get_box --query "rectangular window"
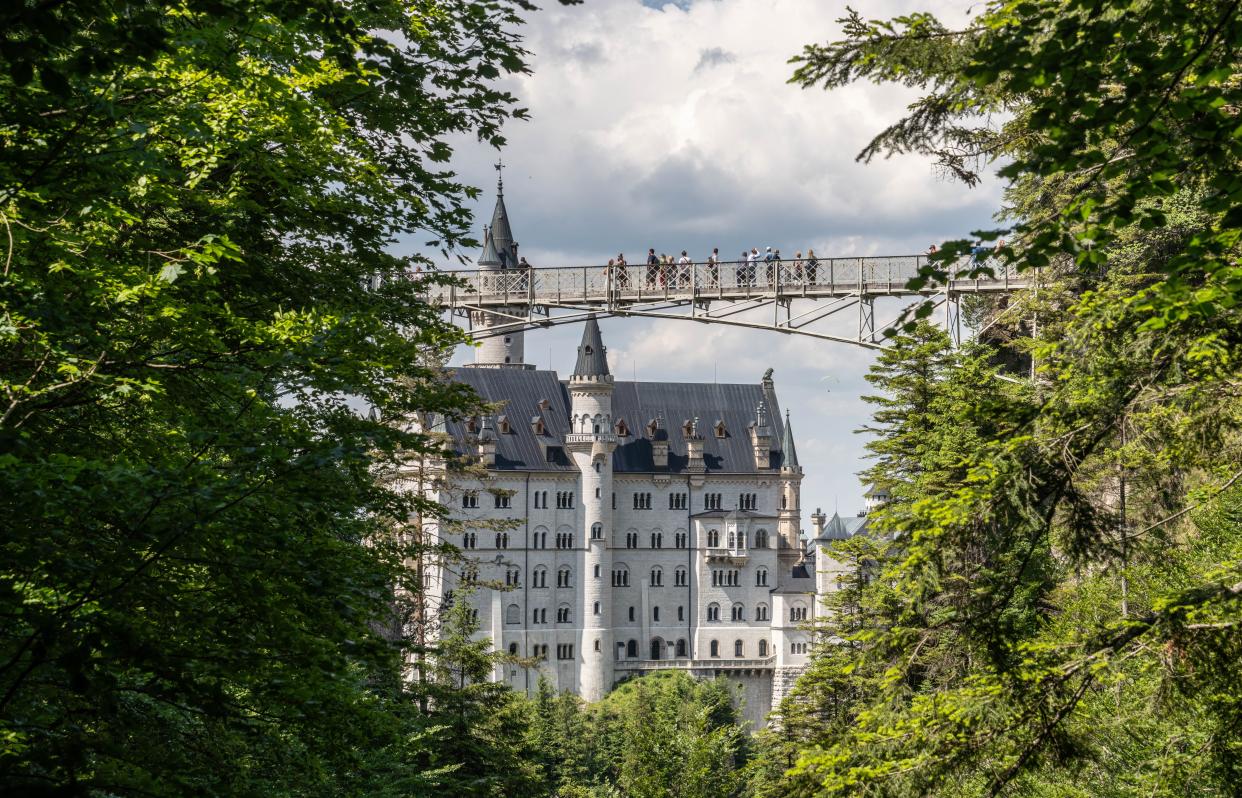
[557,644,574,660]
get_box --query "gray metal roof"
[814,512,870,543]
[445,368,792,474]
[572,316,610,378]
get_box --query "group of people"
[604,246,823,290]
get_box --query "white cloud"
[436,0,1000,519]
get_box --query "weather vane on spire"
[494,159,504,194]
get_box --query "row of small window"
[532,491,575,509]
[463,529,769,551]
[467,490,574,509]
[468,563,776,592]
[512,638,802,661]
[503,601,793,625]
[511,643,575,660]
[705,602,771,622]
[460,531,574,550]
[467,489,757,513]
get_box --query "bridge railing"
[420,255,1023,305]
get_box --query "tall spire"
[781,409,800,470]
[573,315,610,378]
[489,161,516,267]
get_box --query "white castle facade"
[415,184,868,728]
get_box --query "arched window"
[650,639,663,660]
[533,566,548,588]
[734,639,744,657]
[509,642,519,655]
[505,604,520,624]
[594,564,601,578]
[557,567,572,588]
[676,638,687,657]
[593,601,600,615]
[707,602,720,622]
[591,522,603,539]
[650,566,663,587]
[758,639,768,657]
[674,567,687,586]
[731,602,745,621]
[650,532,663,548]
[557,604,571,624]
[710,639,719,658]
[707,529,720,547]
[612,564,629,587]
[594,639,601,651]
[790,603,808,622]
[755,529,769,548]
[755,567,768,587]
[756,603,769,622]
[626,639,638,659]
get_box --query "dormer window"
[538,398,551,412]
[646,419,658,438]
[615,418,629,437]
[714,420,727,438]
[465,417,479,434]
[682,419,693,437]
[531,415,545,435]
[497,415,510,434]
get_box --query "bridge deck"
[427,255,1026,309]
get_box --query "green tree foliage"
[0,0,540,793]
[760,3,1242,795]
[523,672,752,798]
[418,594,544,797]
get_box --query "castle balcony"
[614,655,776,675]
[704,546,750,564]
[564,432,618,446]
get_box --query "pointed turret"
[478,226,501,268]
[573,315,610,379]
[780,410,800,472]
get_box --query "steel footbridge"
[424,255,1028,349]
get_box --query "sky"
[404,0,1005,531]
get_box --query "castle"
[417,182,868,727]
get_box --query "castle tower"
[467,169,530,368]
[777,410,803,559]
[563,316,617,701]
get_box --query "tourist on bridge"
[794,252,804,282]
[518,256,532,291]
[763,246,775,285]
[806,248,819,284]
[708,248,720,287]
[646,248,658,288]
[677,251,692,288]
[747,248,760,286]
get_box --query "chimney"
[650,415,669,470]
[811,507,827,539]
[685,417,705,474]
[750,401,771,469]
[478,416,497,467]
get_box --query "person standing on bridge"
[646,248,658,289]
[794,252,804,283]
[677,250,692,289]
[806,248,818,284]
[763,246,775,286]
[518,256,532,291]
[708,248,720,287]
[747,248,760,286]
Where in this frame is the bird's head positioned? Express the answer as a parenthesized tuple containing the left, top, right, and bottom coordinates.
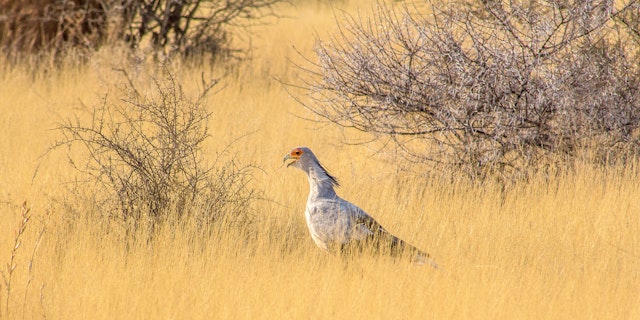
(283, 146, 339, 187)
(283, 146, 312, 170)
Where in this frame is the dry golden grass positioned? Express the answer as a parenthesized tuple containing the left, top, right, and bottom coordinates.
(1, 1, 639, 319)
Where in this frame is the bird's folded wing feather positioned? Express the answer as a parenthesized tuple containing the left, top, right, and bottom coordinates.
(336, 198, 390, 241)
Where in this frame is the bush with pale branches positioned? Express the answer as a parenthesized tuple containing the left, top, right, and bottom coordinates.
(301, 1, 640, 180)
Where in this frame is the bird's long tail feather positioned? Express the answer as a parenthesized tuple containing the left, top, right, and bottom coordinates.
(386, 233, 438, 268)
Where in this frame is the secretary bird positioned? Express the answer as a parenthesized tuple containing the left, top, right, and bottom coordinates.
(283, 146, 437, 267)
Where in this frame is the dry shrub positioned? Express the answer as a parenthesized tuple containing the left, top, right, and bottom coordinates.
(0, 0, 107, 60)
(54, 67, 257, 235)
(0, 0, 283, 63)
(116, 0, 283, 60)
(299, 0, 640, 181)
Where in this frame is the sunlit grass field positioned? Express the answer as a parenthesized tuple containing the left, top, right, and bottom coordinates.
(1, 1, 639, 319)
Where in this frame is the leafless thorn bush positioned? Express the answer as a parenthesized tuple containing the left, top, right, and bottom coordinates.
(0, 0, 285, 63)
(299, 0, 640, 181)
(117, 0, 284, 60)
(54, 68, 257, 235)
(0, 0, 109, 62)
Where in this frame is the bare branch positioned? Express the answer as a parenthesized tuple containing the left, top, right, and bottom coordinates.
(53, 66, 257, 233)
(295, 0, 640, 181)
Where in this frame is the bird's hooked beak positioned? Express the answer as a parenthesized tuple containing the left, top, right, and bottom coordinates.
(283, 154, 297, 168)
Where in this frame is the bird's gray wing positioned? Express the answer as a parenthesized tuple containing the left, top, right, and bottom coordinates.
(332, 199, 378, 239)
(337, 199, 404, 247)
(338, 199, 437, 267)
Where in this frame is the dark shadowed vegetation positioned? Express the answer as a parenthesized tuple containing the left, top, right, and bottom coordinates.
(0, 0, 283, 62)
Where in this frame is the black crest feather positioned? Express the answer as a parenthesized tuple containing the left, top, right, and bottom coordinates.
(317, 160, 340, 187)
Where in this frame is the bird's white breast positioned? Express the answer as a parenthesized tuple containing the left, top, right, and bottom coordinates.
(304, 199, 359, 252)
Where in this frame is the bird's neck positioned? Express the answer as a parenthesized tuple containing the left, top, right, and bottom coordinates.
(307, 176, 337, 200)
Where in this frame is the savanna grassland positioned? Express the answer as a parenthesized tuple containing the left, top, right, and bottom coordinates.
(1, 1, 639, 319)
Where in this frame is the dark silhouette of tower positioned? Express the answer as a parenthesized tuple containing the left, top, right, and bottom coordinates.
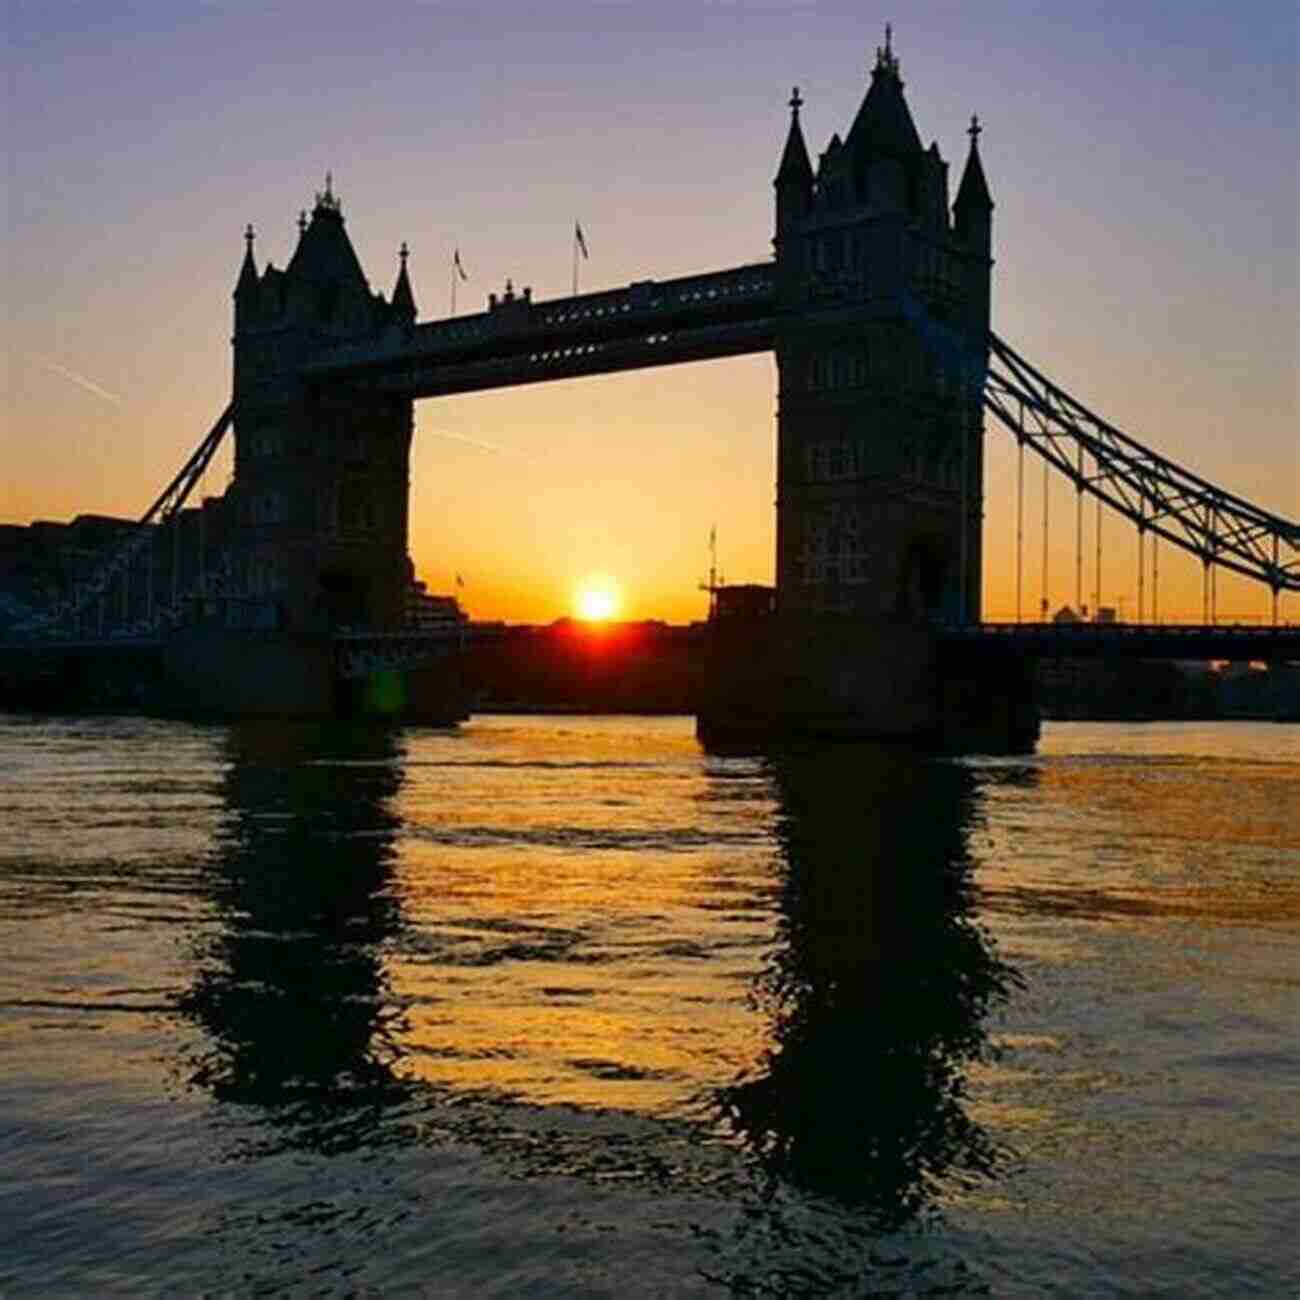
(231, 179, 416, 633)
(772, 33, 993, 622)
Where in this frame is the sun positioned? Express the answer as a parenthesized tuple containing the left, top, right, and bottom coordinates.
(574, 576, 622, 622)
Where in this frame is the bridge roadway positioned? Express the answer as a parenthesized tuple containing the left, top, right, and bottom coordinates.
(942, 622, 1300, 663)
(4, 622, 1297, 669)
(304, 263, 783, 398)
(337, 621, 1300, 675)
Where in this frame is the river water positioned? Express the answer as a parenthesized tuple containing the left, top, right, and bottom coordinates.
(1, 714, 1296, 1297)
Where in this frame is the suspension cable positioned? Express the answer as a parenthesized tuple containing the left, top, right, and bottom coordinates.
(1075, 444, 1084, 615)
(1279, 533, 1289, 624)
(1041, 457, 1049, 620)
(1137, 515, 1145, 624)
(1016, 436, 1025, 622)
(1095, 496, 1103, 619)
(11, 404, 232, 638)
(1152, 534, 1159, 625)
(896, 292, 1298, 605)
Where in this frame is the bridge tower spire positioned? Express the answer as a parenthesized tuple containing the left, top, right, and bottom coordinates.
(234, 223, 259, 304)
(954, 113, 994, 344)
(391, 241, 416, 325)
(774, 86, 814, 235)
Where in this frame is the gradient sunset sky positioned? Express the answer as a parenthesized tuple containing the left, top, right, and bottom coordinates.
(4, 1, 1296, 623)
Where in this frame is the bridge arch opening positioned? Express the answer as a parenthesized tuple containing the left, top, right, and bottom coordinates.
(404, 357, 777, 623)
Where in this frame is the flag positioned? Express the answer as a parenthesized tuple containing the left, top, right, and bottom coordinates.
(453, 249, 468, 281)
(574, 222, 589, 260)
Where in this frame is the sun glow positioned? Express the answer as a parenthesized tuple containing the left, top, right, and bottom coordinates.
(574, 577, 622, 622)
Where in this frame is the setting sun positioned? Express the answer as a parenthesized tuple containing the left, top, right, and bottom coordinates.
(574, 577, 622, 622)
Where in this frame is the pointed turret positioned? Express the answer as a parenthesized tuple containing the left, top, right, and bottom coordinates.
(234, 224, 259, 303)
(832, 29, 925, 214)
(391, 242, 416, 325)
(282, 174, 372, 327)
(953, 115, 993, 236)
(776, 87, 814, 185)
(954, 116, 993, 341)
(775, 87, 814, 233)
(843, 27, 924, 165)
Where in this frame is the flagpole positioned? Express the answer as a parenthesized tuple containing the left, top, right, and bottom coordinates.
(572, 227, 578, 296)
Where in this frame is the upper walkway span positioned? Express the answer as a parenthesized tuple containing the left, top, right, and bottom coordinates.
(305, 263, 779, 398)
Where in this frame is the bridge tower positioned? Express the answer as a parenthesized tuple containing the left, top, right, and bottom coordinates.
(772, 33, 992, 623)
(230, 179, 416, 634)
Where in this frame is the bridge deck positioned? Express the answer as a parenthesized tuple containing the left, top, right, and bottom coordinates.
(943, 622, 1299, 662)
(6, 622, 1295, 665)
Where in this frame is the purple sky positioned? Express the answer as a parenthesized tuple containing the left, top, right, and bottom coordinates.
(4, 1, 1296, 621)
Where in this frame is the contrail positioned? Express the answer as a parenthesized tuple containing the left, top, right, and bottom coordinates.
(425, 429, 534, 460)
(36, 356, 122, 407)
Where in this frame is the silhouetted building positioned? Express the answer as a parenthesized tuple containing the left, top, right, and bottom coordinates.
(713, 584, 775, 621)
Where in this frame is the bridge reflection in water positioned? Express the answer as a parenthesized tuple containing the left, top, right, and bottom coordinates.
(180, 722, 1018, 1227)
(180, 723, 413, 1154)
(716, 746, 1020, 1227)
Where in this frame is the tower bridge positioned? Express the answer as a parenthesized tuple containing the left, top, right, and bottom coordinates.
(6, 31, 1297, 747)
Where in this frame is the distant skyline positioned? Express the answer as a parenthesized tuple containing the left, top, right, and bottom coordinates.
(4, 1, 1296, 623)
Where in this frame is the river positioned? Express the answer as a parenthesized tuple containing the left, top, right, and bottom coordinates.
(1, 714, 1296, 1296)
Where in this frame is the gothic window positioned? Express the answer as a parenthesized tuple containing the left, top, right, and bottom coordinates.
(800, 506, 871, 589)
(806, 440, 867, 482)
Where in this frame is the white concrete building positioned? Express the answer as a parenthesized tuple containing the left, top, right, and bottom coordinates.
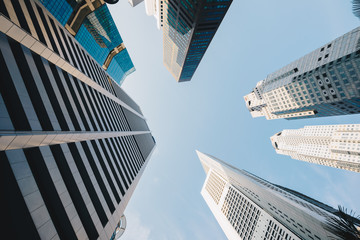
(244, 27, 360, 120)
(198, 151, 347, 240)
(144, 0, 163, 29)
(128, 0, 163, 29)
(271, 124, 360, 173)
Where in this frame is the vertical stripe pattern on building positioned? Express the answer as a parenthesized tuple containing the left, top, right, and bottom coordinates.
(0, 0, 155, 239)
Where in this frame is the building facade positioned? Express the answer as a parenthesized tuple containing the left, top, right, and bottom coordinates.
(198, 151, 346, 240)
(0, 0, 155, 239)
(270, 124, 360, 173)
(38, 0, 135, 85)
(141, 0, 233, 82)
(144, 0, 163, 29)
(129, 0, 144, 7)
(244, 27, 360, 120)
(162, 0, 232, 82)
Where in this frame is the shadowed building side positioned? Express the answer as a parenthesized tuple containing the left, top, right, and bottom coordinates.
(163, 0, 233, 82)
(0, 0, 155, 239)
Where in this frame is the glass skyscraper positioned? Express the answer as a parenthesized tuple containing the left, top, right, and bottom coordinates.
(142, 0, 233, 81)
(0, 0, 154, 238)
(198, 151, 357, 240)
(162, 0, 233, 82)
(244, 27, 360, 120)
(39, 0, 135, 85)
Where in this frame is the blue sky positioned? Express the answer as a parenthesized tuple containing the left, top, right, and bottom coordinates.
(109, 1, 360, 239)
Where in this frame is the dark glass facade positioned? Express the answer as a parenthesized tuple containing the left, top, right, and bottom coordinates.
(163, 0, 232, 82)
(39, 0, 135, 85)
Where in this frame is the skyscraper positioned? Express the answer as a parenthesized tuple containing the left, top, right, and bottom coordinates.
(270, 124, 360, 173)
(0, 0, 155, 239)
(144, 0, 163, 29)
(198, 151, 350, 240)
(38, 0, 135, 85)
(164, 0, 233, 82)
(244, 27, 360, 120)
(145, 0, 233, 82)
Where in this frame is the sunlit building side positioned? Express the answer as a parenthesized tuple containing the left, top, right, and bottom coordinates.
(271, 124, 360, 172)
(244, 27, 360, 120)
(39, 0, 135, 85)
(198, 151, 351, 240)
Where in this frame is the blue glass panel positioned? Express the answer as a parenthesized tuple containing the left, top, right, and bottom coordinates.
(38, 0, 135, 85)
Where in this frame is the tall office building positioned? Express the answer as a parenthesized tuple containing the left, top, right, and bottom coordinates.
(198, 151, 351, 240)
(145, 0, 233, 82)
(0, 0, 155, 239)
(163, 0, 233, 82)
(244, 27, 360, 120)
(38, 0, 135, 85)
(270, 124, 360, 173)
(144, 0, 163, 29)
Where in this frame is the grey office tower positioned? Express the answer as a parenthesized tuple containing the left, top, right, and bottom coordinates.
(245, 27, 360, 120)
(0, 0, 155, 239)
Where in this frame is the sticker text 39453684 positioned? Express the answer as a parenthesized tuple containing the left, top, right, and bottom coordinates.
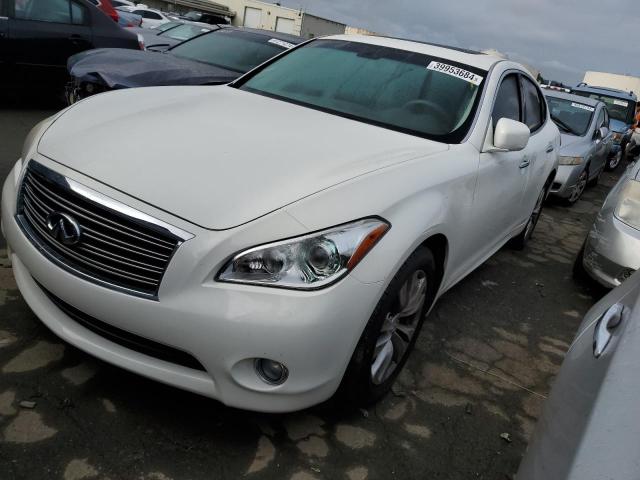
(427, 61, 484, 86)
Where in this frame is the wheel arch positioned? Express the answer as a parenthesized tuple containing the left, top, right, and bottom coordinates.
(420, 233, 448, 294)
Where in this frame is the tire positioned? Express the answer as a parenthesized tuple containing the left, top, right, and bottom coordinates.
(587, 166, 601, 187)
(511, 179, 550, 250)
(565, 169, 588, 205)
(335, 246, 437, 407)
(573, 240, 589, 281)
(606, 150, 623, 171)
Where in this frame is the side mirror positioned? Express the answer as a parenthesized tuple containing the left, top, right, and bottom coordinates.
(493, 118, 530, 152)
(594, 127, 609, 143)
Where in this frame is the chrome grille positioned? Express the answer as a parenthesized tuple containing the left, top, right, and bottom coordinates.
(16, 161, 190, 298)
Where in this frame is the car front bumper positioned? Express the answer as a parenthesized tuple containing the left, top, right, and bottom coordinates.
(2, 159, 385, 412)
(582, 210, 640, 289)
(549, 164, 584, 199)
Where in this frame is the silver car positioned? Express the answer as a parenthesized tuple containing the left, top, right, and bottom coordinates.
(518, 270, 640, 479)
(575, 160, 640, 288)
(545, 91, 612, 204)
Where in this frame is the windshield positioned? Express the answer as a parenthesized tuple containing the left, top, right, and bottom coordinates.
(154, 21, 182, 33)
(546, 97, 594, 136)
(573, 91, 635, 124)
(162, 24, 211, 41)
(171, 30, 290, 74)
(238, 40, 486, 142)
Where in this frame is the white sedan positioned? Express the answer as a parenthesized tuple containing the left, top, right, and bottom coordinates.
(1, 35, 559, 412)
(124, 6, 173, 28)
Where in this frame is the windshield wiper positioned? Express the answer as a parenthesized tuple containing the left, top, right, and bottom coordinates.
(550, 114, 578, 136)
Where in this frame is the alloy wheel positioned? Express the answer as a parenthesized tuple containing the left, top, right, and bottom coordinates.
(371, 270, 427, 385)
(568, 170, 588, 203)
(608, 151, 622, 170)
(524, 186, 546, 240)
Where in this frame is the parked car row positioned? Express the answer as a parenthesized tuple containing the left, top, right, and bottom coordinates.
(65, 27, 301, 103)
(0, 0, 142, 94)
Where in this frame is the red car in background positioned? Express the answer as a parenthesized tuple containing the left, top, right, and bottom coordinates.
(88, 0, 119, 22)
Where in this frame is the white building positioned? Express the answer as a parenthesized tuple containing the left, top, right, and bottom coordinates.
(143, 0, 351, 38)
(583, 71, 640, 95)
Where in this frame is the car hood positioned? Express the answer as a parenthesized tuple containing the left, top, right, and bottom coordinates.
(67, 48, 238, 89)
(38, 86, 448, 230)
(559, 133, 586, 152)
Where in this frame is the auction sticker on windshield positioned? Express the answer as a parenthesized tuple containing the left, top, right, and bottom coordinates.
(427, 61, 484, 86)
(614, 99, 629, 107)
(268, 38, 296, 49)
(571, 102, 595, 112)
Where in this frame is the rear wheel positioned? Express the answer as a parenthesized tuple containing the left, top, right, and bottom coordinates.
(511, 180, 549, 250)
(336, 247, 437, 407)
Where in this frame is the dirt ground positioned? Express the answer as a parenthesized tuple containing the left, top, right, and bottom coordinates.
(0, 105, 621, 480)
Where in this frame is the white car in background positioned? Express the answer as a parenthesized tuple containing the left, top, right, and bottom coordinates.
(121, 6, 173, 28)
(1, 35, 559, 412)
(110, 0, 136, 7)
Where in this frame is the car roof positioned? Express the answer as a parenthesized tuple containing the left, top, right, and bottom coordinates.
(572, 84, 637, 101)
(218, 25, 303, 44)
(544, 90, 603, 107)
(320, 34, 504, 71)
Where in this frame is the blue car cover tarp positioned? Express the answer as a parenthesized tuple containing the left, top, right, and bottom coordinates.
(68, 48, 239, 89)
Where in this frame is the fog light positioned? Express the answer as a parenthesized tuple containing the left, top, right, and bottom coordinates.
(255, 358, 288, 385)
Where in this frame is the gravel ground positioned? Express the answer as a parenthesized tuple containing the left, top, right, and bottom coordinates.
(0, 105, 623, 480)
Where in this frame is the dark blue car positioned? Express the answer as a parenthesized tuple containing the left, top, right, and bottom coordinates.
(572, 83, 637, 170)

-=-=-=-=-

> _TASK BRIEF_:
Please make an exact copy of the lines from the one holding "Where in this frame is the gravel" through the final line of the records above, nothing more.

> _SOLUTION FOR THIS PROBLEM_:
Where in this frame is the gravel ground positioned? Express the answer as a parenthesized tuple containing the left, top, right, and bottom coordinates.
(0, 105, 623, 480)
Where in this frame is the dark blue car positioned? Express the answer as a parenthesized tuple containing the left, top, right, and bottom coordinates.
(572, 83, 637, 170)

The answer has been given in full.